*READING PASSAGE*.

* Start *

A MATTRESS

Technical Field

The present invention relates to a mattress, and a mattress cover therefor.

Background of the Invention

The use of comfort layers in mattresses has arisen in recent years due to the comfortable support provided. Such comfort layers are typically formed of latex, visco- elastic foam or other flexible high density, high resilience foams. In the field of bedding, high density foams are usually regarded as those having a density of 20 to 100kg/m ³ , with low density foams generally having a density of 10 to less than 20kg/m ³ . In the context of the present specification, the term "high density" has this meaning. High resilience foam grades are generally high density foams in which the cell structure has been broken down to form a generally "open cell" construction which is more resilient than the closed cell structure.

These comfort layers are typically provided above another, typically more resilient and harder, support layer to allow a person lying on the bed to sink into the comfort layer, distributing pressure more evenly across the person's body, whilst still retaining support from the underlying support layer. Visco-elastic foam support layers have gained particular popularity as a result of their temperature sensitivity whereby they become softer when heated by body heat and consequently generally mould to the form of the body, distributing pressure more evenly. Visco-elastic foam is also referred to as "memory foam", and is generally a form of flexible polyurethane foam.

* End *

*DATASET ROWS*.
* Start *

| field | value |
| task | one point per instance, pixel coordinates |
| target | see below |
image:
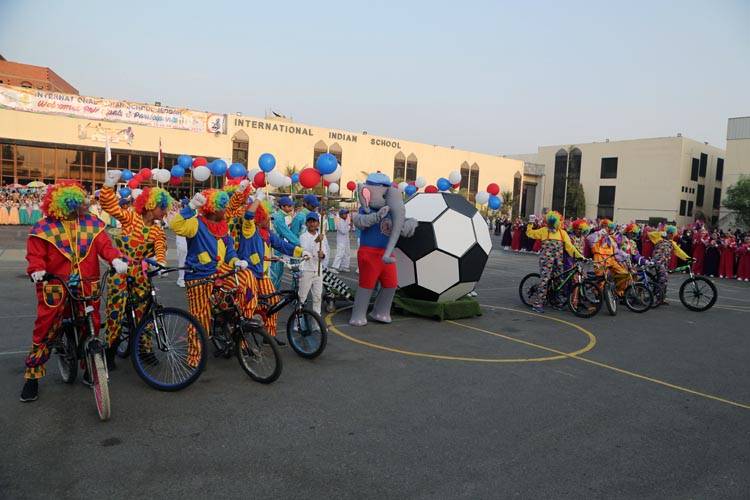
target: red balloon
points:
(259, 180)
(309, 177)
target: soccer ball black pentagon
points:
(446, 256)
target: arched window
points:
(319, 149)
(336, 151)
(399, 167)
(240, 147)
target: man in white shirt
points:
(315, 243)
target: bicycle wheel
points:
(638, 298)
(169, 350)
(698, 294)
(306, 333)
(585, 299)
(100, 383)
(528, 288)
(258, 354)
(67, 360)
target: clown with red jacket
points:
(67, 242)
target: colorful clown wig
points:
(151, 198)
(554, 218)
(216, 201)
(63, 199)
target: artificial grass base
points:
(465, 307)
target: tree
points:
(737, 199)
(575, 203)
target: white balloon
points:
(333, 176)
(201, 174)
(483, 197)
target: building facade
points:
(673, 179)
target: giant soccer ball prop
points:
(446, 256)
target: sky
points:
(497, 77)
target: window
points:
(609, 168)
(606, 207)
(719, 169)
(694, 170)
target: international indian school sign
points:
(94, 108)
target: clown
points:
(66, 242)
(554, 240)
(140, 238)
(211, 251)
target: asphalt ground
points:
(510, 404)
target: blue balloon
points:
(185, 161)
(494, 202)
(266, 162)
(177, 171)
(326, 164)
(237, 170)
(218, 167)
(443, 184)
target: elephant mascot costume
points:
(381, 220)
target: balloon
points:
(326, 163)
(218, 167)
(259, 180)
(443, 184)
(185, 161)
(309, 177)
(177, 171)
(201, 174)
(482, 197)
(494, 202)
(237, 170)
(266, 162)
(333, 176)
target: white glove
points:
(110, 180)
(121, 267)
(198, 201)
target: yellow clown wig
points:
(216, 201)
(553, 217)
(63, 199)
(152, 198)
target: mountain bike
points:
(78, 342)
(233, 333)
(168, 345)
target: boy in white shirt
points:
(311, 270)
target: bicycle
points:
(305, 330)
(234, 334)
(166, 339)
(79, 342)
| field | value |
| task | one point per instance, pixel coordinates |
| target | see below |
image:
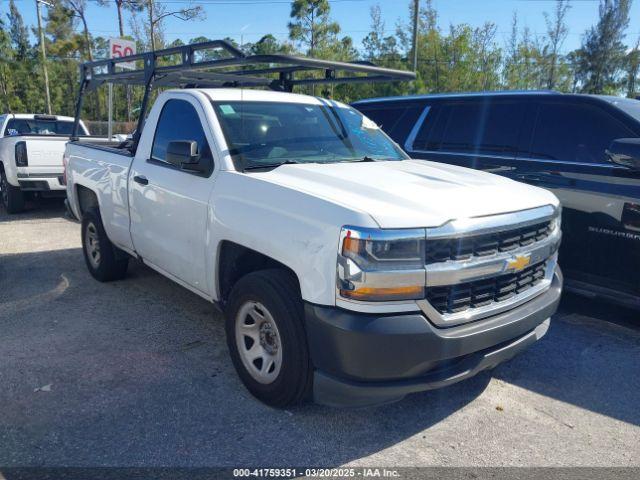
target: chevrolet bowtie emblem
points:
(518, 263)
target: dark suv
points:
(584, 148)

* End *

*EXERCISE INSTRUCTIONS*.
**1)** In the mattress text, what density range marks a foam as high density in the field of bedding?
**2)** Please write the next part of the mattress text, picking up after its last sentence.

*ANSWER LIST*.
**1)** 20 to 100 kg/m³.

**2)**
Visco-elastic foam and latex support layers, however, are generally unable to readily dissipate heat from the person's body and, given that there is generally a greater area of surface contact between the person's body and the moulded upper surface of the mattress, mattresses with such comfort layers are often found to be uncomfortably hot to sleep on.

Mattress structures have previously been proposed that include a resilient, highly breathable spacer layer below the comfort layer to assist in dissipating heat from the comfort layer by maintaining an air space between the comfort layer and underlying support layer. Such a structure, however, relies on the heat dissipating through the thickness of the comfort layer prior to escaping via the spacer layer.

Mattress structures have also been proposed that utilise a spacer layer laminated to the top surface of the comfort layer in an effort to dissipate heat from the person's body

prior to reaching the comfort layer. Such structures, however, do not provide for washability of the spacer layer and do not allow for retrofitting to existing mattresses with visco-elastic foam or latex comfort layers that have been found to be uncomfortable due to overheating.

Object of the Invention

It is the object of the present invention to substantially overcome or at least ameliorate one or more of the above disadvantages.

Summary of the Invention

In a first aspect, the present invention provides a mattress cover comprising a sleep panel configured to cover an upper surface of a mattress body, said sleep panel comprising: an upper cover layer formed of a breathable fabric; a lower cover layer formed of a breathable fabric; and a resilient and highly breathable three-dimensional spacer layer disposed between said upper and lower cover layers; wherein said upper cover layer, said spacer layer and said lower cover layer are secured by quilting or tufting; further wherein said cover is removeable.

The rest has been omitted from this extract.